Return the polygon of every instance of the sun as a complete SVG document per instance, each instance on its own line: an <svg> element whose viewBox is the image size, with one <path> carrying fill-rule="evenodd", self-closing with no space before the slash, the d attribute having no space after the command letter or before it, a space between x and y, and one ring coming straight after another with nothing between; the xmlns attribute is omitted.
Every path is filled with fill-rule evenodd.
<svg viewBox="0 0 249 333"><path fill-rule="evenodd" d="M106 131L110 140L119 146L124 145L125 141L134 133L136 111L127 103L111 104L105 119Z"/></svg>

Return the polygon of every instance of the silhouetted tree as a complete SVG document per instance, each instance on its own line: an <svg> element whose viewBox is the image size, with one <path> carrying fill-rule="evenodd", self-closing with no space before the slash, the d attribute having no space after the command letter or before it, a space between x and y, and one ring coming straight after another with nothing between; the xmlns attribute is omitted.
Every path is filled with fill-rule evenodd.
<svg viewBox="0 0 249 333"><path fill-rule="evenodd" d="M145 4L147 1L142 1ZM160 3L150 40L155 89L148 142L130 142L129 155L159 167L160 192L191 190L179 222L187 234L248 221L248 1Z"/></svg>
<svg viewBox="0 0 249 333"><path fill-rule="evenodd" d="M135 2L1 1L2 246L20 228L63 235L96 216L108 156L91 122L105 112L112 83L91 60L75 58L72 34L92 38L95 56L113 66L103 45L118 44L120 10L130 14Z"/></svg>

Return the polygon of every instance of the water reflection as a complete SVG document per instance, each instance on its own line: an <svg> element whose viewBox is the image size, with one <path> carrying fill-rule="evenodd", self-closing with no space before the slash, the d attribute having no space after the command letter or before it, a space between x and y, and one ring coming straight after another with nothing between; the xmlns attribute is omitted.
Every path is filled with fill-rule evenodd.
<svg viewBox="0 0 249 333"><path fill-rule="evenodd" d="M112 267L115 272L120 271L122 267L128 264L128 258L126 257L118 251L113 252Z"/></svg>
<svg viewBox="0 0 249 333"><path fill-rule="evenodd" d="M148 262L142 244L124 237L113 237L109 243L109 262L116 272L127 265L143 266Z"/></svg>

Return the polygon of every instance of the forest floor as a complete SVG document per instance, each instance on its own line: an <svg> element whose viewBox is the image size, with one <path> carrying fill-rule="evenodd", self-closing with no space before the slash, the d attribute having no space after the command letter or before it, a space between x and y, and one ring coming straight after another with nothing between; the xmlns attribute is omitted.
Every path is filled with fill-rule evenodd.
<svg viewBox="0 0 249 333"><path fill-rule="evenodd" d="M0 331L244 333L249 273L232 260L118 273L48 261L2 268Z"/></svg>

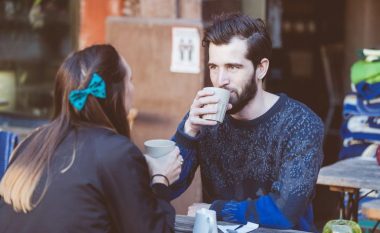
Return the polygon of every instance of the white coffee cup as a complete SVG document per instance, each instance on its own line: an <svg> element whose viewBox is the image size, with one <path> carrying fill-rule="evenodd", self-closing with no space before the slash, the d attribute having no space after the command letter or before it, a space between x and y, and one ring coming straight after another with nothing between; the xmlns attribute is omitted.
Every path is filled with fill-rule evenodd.
<svg viewBox="0 0 380 233"><path fill-rule="evenodd" d="M144 142L145 154L159 158L175 149L175 142L167 139L152 139Z"/></svg>
<svg viewBox="0 0 380 233"><path fill-rule="evenodd" d="M230 100L230 91L218 87L205 87L203 89L212 90L214 95L219 97L219 102L216 104L218 111L215 114L205 114L202 118L222 123Z"/></svg>
<svg viewBox="0 0 380 233"><path fill-rule="evenodd" d="M193 233L218 233L216 212L209 209L199 209L195 214Z"/></svg>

.....

Rewrite all of the records above, replacing every "instance" with "occurrence" and keeping everything else unchanged. Omit the pictures from your answer.

Return the polygon of every occurrence of the sun as a complete SVG document per occurrence, each occurrence on its own line: an <svg> element whose viewBox is the image size, with one <path> carrying fill-rule="evenodd", self-closing with no space before the slash, the d attribute having no space after the command letter or before it, a space between x and y, and one ring coming straight after another with nothing between; the xmlns attribute is omitted.
Every path is filled with fill-rule evenodd.
<svg viewBox="0 0 249 333"><path fill-rule="evenodd" d="M106 131L110 140L119 146L124 145L125 141L134 133L136 111L127 103L111 104L105 119Z"/></svg>

Return the polygon of every occurrence of the silhouetted tree as a complete SVG document per occurrence, each occurrence on its own line: an <svg> element whose viewBox is the image size, with one <path> carrying fill-rule="evenodd", self-closing with no space before the slash, the d attribute having no space after the command letter or before it, a space between x and y, and one ring coming straight after another with nothing between; the xmlns attribute is omitted.
Every path is filled with fill-rule evenodd.
<svg viewBox="0 0 249 333"><path fill-rule="evenodd" d="M145 4L147 1L142 1ZM160 3L150 40L155 89L148 142L130 142L129 155L159 167L160 192L191 190L179 222L187 234L248 221L248 1Z"/></svg>
<svg viewBox="0 0 249 333"><path fill-rule="evenodd" d="M135 2L1 1L2 246L20 228L63 235L96 216L108 156L91 122L105 112L112 83L91 60L75 58L72 34L92 38L95 56L113 66L103 45L118 44L120 10L130 14Z"/></svg>

Return the polygon of every occurrence of the water reflection as a complete SVG document per occurrence, each occurrence on its own line: an <svg> element whose viewBox is the image size, with one <path> carrying fill-rule="evenodd", self-closing with no space before the slash, the d attribute having no space after the command letter or before it, a space between x and y, and one ring coming straight after another with nothing between; the xmlns attribute is omitted.
Every path is filled with fill-rule evenodd.
<svg viewBox="0 0 249 333"><path fill-rule="evenodd" d="M112 267L115 272L120 271L122 267L128 264L128 258L126 257L118 251L113 252Z"/></svg>
<svg viewBox="0 0 249 333"><path fill-rule="evenodd" d="M148 262L142 244L124 237L113 237L109 243L109 262L116 272L127 265L143 266Z"/></svg>

Return the polygon of every occurrence of the forest floor as a complete SVG document per occurrence, each occurrence on its own line: an <svg> element whose viewBox is the image size, with one <path> carrying fill-rule="evenodd", self-closing with no space before the slash, the d attribute having no space after the command letter or before it, a space between x and y, and one ring coming straight after another with nothing between; the xmlns attribute is omitted.
Every path is filled with fill-rule evenodd.
<svg viewBox="0 0 249 333"><path fill-rule="evenodd" d="M0 331L244 333L249 273L232 260L118 273L48 261L2 268Z"/></svg>

Return the polygon of every occurrence of the white coffee cup as a complete SVG document per occurrence, each occurrence on its own line: an <svg> element whose viewBox is the image size, with one <path> carrying fill-rule="evenodd", self-closing with no space before the slash, the d attribute having no space after the command letter or before it, a space between x and y, and one ring coming straight after another with nothing between; the xmlns attribute is omitted.
Every path is filled with fill-rule evenodd.
<svg viewBox="0 0 380 233"><path fill-rule="evenodd" d="M144 142L145 154L159 158L175 149L175 142L167 139L152 139Z"/></svg>
<svg viewBox="0 0 380 233"><path fill-rule="evenodd" d="M230 100L230 91L218 87L205 87L203 89L212 90L214 95L219 97L219 102L216 104L218 111L215 114L205 114L202 118L222 123Z"/></svg>
<svg viewBox="0 0 380 233"><path fill-rule="evenodd" d="M193 233L218 233L216 212L209 209L199 209L195 214Z"/></svg>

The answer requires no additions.